> Input for this task
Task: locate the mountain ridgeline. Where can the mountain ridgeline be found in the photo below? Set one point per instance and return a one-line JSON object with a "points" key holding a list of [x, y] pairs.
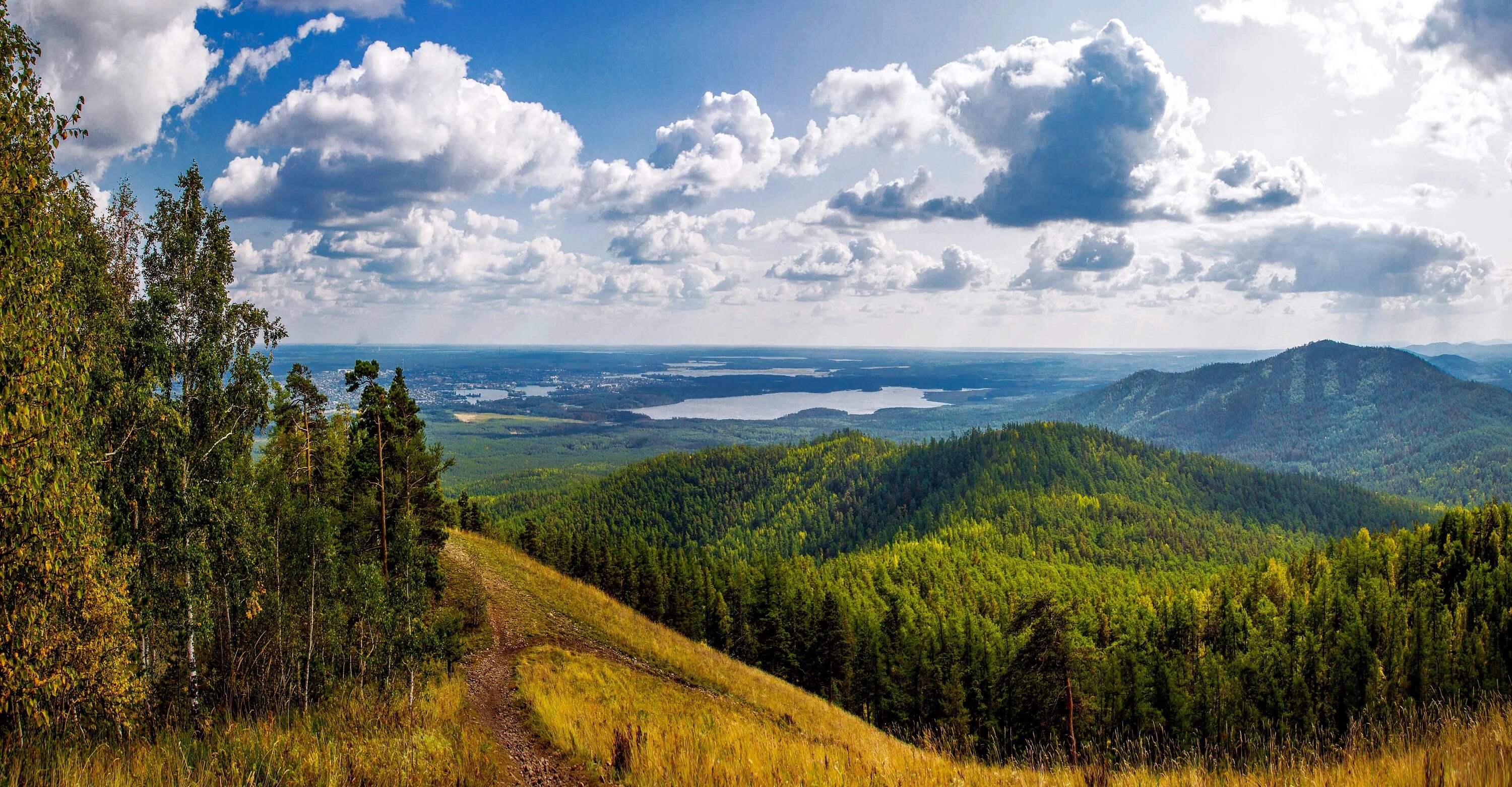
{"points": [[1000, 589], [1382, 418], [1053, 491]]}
--
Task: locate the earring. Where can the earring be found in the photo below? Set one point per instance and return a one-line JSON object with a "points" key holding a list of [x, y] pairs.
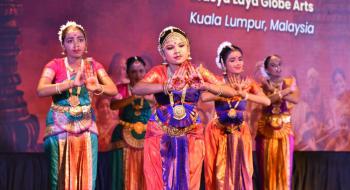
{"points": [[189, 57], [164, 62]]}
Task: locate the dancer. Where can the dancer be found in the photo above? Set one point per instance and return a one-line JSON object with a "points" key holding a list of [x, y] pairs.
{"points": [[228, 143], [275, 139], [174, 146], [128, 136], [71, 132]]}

> Task statement
Pick out each line of the records above that contains the string "found", and copy those lines out in full. Case counts.

> Response
Task: locate the mountain ridgeline. Where can the mountain ridgeline be found in the photo below? Set one point per instance and return a one-line JSON object with a "points" key holding a list of [x, y] pairs.
Task: locate the earring. Where can the earring be found in the photo below? Set one point per instance and return a one-line JSON object with a "points" key holding a list of [x, y] pairs.
Task: locate the dancer. Where can the dancer be found in the photo above? Set one point per instance and return a one-line JSON object with a "points" key holding a list of [x, y] pairs.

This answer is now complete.